→ Written problem
Extract the lines below, copying each one unchanged.

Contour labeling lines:

start

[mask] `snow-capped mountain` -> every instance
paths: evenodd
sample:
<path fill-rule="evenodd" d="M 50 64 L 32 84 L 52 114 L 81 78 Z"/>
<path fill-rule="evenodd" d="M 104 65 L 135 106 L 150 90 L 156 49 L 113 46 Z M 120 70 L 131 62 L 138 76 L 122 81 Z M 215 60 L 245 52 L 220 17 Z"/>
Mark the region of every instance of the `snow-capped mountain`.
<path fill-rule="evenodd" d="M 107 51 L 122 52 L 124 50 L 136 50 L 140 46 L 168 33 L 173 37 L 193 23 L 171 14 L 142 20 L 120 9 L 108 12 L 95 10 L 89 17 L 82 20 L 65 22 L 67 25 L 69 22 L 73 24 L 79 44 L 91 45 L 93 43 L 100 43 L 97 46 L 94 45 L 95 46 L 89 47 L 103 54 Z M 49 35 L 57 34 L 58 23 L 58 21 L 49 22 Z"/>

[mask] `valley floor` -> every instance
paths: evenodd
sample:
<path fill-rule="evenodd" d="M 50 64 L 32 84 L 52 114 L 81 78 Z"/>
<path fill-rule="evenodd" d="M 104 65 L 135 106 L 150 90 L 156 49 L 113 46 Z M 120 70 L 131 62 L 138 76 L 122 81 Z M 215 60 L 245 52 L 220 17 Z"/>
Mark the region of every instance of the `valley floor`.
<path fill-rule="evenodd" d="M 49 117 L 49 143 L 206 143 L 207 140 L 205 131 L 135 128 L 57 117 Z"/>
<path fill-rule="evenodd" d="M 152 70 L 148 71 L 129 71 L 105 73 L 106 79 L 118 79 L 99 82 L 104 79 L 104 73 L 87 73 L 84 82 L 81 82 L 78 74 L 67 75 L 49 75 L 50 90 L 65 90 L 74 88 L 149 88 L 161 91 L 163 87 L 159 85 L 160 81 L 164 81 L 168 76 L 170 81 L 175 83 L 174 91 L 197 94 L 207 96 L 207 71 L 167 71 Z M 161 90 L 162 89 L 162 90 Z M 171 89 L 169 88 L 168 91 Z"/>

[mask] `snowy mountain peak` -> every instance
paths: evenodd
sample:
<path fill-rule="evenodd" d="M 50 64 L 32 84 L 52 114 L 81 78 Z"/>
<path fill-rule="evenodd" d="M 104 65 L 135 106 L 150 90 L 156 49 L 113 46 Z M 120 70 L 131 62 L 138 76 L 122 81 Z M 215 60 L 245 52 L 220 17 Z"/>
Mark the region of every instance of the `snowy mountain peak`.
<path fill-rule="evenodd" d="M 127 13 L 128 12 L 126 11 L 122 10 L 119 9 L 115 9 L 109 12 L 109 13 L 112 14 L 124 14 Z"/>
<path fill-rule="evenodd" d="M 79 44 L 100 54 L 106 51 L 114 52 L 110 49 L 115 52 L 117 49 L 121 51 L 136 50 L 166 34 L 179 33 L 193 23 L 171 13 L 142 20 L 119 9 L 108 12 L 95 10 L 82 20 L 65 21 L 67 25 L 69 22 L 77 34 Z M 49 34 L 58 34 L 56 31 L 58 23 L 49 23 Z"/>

end

→ Solution
[mask] `snow-capped mountain` -> every instance
paths: evenodd
sample:
<path fill-rule="evenodd" d="M 50 64 L 32 84 L 52 114 L 81 78 Z"/>
<path fill-rule="evenodd" d="M 104 65 L 135 106 L 150 90 L 156 49 L 113 46 Z M 120 70 L 131 62 L 138 76 L 122 81 Z M 215 60 L 245 52 L 220 17 Z"/>
Mark the region of every instance of the `snow-capped mountain`.
<path fill-rule="evenodd" d="M 107 51 L 122 52 L 124 50 L 136 50 L 140 46 L 168 33 L 173 37 L 193 23 L 171 14 L 142 20 L 120 9 L 108 12 L 95 10 L 89 17 L 82 20 L 65 22 L 67 25 L 69 22 L 73 24 L 79 44 L 91 45 L 93 43 L 100 43 L 97 46 L 94 45 L 95 46 L 89 47 L 103 54 Z M 49 35 L 57 34 L 58 23 L 58 21 L 49 22 Z"/>

[mask] `valley floor` -> every instance
paths: evenodd
sample:
<path fill-rule="evenodd" d="M 50 64 L 32 84 L 52 114 L 81 78 Z"/>
<path fill-rule="evenodd" d="M 104 65 L 135 106 L 150 90 L 156 49 L 113 46 Z M 120 70 L 131 62 L 138 76 L 122 81 Z M 215 60 L 245 52 L 220 17 Z"/>
Mark the region of every instance of the `valley floor`.
<path fill-rule="evenodd" d="M 49 117 L 49 143 L 206 143 L 207 140 L 205 131 L 135 128 L 57 117 Z"/>
<path fill-rule="evenodd" d="M 152 70 L 148 71 L 129 71 L 105 73 L 106 79 L 118 79 L 99 82 L 104 79 L 104 73 L 87 73 L 84 82 L 81 82 L 78 74 L 67 75 L 49 75 L 50 90 L 65 90 L 74 88 L 149 88 L 161 91 L 163 87 L 159 85 L 160 81 L 164 81 L 168 76 L 170 81 L 175 83 L 174 91 L 197 94 L 207 96 L 207 71 L 167 71 Z M 161 90 L 162 89 L 162 90 Z M 171 89 L 169 88 L 168 91 Z"/>

[mask] `snowy mountain peak` -> every instance
paths: evenodd
sample:
<path fill-rule="evenodd" d="M 50 64 L 32 84 L 52 114 L 81 78 Z"/>
<path fill-rule="evenodd" d="M 104 65 L 135 106 L 150 90 L 156 49 L 113 46 Z M 120 70 L 131 62 L 138 76 L 122 81 Z M 215 60 L 245 52 L 220 17 Z"/>
Mark the region of every instance of the `snowy mountain peak`.
<path fill-rule="evenodd" d="M 127 13 L 128 12 L 126 11 L 122 10 L 119 9 L 115 9 L 109 12 L 109 13 L 112 14 L 124 14 Z"/>
<path fill-rule="evenodd" d="M 79 44 L 100 54 L 106 51 L 114 52 L 110 49 L 115 52 L 117 49 L 121 51 L 136 50 L 166 34 L 179 33 L 193 23 L 171 13 L 142 20 L 119 9 L 108 12 L 95 10 L 82 20 L 65 21 L 67 25 L 69 22 L 77 34 Z M 49 34 L 58 34 L 56 31 L 58 23 L 49 23 Z"/>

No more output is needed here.